[Start]

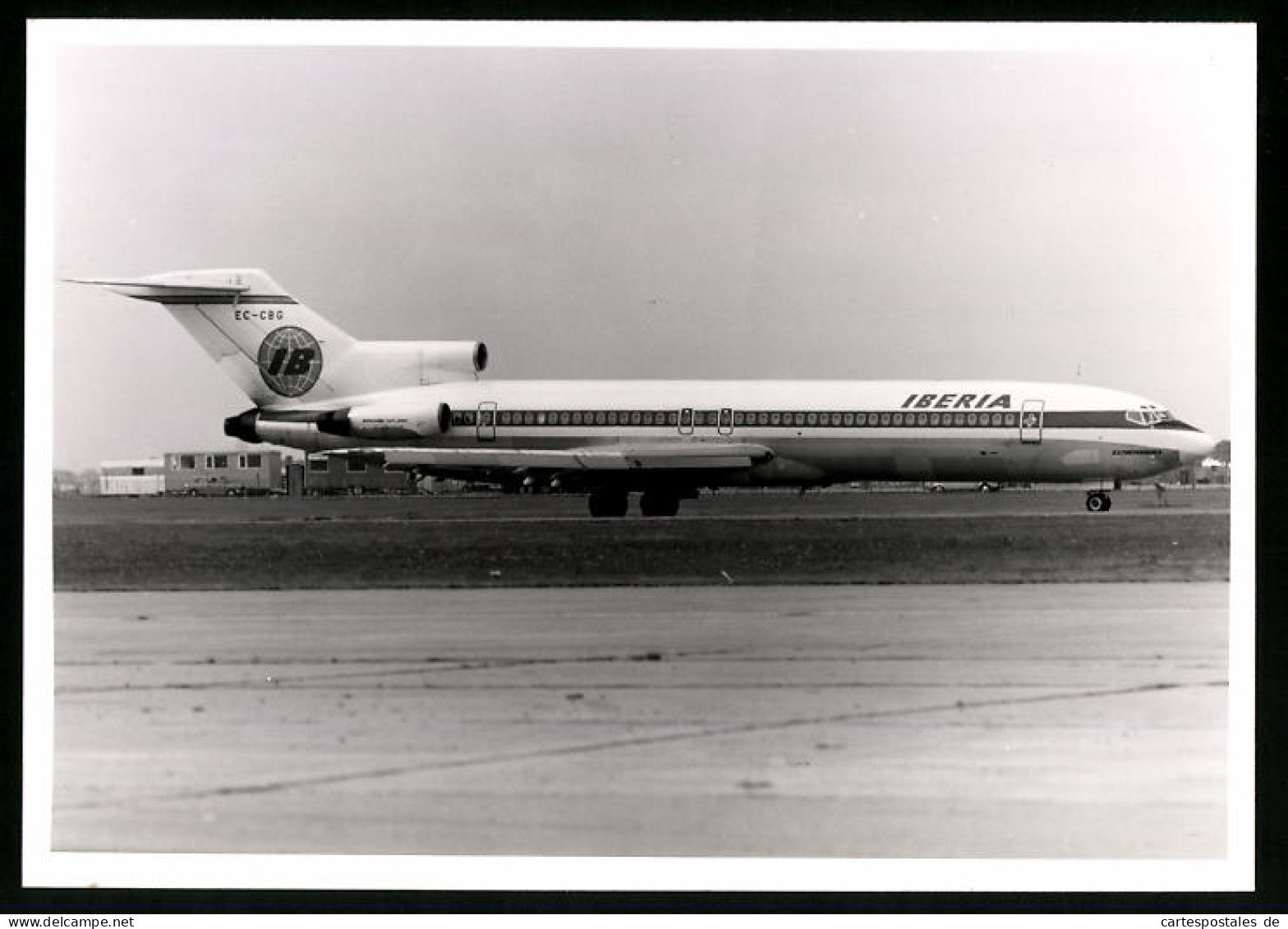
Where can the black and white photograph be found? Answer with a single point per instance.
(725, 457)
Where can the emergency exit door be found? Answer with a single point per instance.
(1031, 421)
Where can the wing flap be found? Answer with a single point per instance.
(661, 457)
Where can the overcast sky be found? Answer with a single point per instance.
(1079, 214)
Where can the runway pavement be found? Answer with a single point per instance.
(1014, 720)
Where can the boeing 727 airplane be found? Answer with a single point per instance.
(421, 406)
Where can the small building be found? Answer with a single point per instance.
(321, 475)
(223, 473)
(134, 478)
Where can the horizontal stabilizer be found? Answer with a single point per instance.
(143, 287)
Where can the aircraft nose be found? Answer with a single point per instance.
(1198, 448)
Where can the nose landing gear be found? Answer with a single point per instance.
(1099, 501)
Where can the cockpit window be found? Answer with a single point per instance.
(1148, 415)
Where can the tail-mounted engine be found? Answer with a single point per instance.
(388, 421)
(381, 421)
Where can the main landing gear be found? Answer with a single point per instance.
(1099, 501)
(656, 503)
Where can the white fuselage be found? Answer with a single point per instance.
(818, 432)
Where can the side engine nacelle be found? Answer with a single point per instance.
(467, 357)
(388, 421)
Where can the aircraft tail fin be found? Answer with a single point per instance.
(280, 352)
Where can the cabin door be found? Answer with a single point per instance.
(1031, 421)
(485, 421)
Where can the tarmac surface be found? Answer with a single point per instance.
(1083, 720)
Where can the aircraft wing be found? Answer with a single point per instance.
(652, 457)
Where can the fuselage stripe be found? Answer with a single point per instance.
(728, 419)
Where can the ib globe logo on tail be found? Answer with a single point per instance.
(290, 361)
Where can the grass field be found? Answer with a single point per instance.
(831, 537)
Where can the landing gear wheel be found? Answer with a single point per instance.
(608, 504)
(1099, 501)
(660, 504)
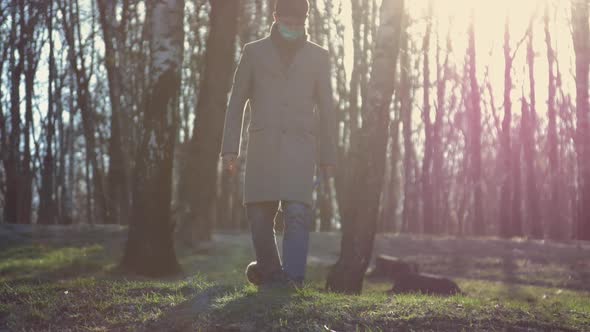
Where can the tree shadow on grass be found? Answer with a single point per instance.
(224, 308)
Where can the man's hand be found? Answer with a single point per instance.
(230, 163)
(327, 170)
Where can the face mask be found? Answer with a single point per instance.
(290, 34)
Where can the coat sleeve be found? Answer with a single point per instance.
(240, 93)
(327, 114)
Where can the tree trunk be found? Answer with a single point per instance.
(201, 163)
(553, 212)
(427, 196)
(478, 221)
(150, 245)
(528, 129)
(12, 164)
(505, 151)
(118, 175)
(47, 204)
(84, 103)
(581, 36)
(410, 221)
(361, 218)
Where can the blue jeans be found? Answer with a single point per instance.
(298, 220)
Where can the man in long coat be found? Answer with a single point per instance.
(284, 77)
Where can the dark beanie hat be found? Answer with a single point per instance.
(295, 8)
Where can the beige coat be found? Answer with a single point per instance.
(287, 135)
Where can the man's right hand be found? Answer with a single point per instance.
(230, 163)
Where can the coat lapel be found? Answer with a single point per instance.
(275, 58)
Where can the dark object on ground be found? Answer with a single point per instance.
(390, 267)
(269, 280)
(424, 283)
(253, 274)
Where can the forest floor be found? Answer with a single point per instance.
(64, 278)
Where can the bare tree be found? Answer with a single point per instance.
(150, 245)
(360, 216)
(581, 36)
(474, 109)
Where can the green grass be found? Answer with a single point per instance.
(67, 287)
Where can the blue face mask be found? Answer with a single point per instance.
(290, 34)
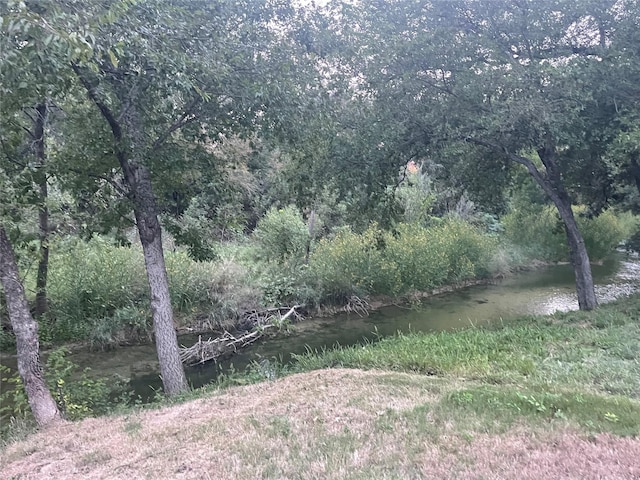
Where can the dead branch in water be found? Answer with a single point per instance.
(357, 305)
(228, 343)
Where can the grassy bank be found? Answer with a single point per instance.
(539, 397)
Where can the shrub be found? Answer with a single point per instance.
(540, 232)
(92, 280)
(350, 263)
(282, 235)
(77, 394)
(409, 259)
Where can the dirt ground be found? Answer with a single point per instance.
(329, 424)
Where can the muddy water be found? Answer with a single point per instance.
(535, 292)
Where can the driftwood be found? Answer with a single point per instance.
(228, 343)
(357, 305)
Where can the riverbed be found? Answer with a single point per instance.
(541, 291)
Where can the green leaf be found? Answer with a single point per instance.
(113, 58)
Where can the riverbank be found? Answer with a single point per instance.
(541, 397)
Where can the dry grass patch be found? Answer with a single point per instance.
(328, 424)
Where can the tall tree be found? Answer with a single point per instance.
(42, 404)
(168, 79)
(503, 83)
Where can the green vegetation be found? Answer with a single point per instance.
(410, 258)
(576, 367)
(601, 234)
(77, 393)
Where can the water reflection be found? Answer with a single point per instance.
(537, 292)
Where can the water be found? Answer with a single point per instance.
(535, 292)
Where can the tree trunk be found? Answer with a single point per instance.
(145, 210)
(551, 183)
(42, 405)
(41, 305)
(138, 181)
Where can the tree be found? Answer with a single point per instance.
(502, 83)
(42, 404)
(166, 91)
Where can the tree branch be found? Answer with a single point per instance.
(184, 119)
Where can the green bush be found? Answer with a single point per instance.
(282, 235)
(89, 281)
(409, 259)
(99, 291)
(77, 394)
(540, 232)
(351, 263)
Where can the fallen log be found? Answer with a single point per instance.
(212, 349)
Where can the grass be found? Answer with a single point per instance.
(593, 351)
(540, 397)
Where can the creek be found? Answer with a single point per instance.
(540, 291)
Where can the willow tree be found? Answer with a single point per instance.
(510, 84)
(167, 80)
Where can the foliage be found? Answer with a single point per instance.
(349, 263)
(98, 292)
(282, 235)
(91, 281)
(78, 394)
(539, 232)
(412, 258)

[End]

▸ WRITTEN PROBLEM
Format all the lines above as a two-column CSV with the headers line_text and answer, one row for each line asking where something can be found, with its wording quoted in the first field and all the coordinates listed under it quoted in the second, line breaks replaced by spaces. Leave the pictures out.

▸ RESULT
line_text,answer
"Where can the black and white photograph be found? Answer with a single point per instance.","(725, 457)"
"Where can the emergency exit door be found? Answer with a single point per instance.","(1031, 421)"
"Where can the wing flap be found? Answer with a single point per instance.","(661, 457)"
"Where can the overcast sky be found? Answer with a single point per instance.","(1079, 214)"
"Where can the runway pavement be found? Answer with a single point per instance.","(1014, 720)"
"Where can the boeing 727 airplane be found? Answer with a single point per instance.","(421, 406)"
"Where can the small building be found? Answer with a single point per instance.","(321, 475) (223, 473) (134, 478)"
"Where can the horizontal stabilizer be found? Answer with a single point per instance.","(143, 287)"
"Where can the aircraft nose be found? Answer with a single point per instance.","(1198, 448)"
"Where can the nose landing gear be found? Answer with a single point per instance.","(1099, 501)"
"Where can the cockpit window be found? Answer with a single point per instance.","(1148, 415)"
"Where can the tail-mounted engine be found? Answer with a single point per instance.","(388, 421) (381, 421)"
"Where can the main landing gear be found? Answer with a single point per instance.","(1099, 501) (656, 503)"
"Where can the white fuselage be found? Answer with a single point per instance.","(818, 432)"
"Where can the side engine nacelle be found? Answer with a single point per instance.","(467, 357) (388, 421)"
"Where can the aircraft tail fin be found? Answer with a single point per instance.","(280, 352)"
"Where can the cabin door be found? Answer with a single point per instance.","(1031, 421) (485, 421)"
"Where can the tarmac surface be found? Answer with a single point per instance.","(1083, 720)"
"Where can the aircraft wing be found? Answer with a single point per instance.","(652, 457)"
"Where can the fuselage stripe be found? Answer with a single point per instance.","(728, 419)"
"Where can the ib globe logo on tail be found? Answer with a single point per instance.","(290, 361)"
"Where can the grass field be found? Answer with a single point per instance.","(831, 537)"
"Where can the landing gear wheel be found? Answer with a single point per instance.","(608, 504) (1099, 501) (660, 504)"
"Where can the tree shadow on grass be found? Answer with a single point per instance.","(224, 308)"
"Where can the man's hand be found? Answer with a single point per instance.","(230, 163) (327, 170)"
"Where can the face mask be found? Answer with a single point per instance.","(290, 34)"
"Where can the coat sleeve be found? Answer with a single point per instance.","(240, 93) (327, 114)"
"Where can the tree trunk be found? Answer with a single point per instance.","(201, 163) (553, 212) (427, 196) (478, 221) (150, 245) (528, 129) (12, 164) (505, 151) (118, 175) (47, 204) (84, 103) (581, 36) (410, 221) (361, 218)"
"Where can the blue jeans be found? Answer with a single point per instance.","(298, 220)"
"Where can the man in long coat be found? Answer with a single point per instance.","(284, 77)"
"Where can the dark beanie hat be found? Answer with a single point per instance.","(295, 8)"
"Where can the beige coat be found? Answer with a single point per instance.","(287, 135)"
"Where can the man's right hand be found? Answer with a single point per instance.","(230, 163)"
"Where can the coat lapel be found? Answer with a single point per instance.","(275, 58)"
"Where can the dark object on ground be found? Answer with a single point per instance.","(390, 267) (269, 280) (424, 283) (253, 274)"
"Where can the forest floor be found? Answer with a single point per instance.","(64, 278)"
"Where can the bare tree be found? Answer with a single point per instance.","(150, 245) (360, 216) (581, 36) (474, 109)"
"Where can the green grass be found? Answer with a single point per instance.","(67, 287)"
"Where can the blue face mask be found? Answer with a single point per instance.","(290, 34)"
"Where can the dead branch in water be found? Answer with a single point per instance.","(357, 305) (228, 343)"
"Where can the grassy bank be found? Answer with a single point per instance.","(539, 397)"
"Where can the shrub be found? Answer with a single point per instance.","(540, 232) (92, 280) (350, 263) (282, 235) (77, 394) (409, 259)"
"Where can the dirt ground be found? Answer with a single point per instance.","(329, 424)"
"Where can the muddy water be found? Answer with a single point per instance.","(535, 292)"
"Where can the driftwood be found? Answer with a single point per instance.","(228, 343) (357, 305)"
"Where can the riverbed be found? Answer with a single point per instance.","(541, 291)"
"Where can the green leaf be found? Answer with a single point per instance.","(113, 58)"
"Where can the riverbank be found? Answer with a single point per instance.","(541, 397)"
"Where can the dry grass patch be found? Answer with a single point per instance.","(328, 424)"
"Where can the tall tree be found? Answer with a single point per instance.","(42, 404) (168, 79) (503, 83)"
"Where can the green vegetation be found? Answer with a single point per instance.","(410, 258) (576, 367) (601, 234) (77, 393)"
"Where can the water reflection be found? Answer with a single point per instance.","(537, 292)"
"Where can the water be found? Answer with a single point per instance.","(535, 292)"
"Where can the tree trunk be found? Answer with a single point per instance.","(145, 210) (551, 183) (42, 405) (41, 305) (138, 181)"
"Where can the tree be found? Answer with a single point per instance.","(502, 83) (42, 404) (166, 91)"
"Where can the tree branch be found? Answer with a single point per instance.","(184, 119)"
"Where can the green bush be found? Answer with a single point per instance.","(282, 235) (89, 281) (409, 259) (99, 291) (77, 394) (540, 232) (351, 263)"
"Where can the fallen log be found? Answer with a single point per instance.","(212, 349)"
"Where can the grass be found? Answer with a single point per instance.","(593, 351) (540, 397)"
"Where can the creek be found? Answer with a single point per instance.","(540, 291)"
"Where can the willow tree be found? Answer with a single point per instance.","(510, 84) (167, 80)"
"Where can the foliage be found? Answer with a single point per instance.","(349, 263) (98, 292) (282, 235) (91, 281) (78, 394) (539, 232) (412, 258)"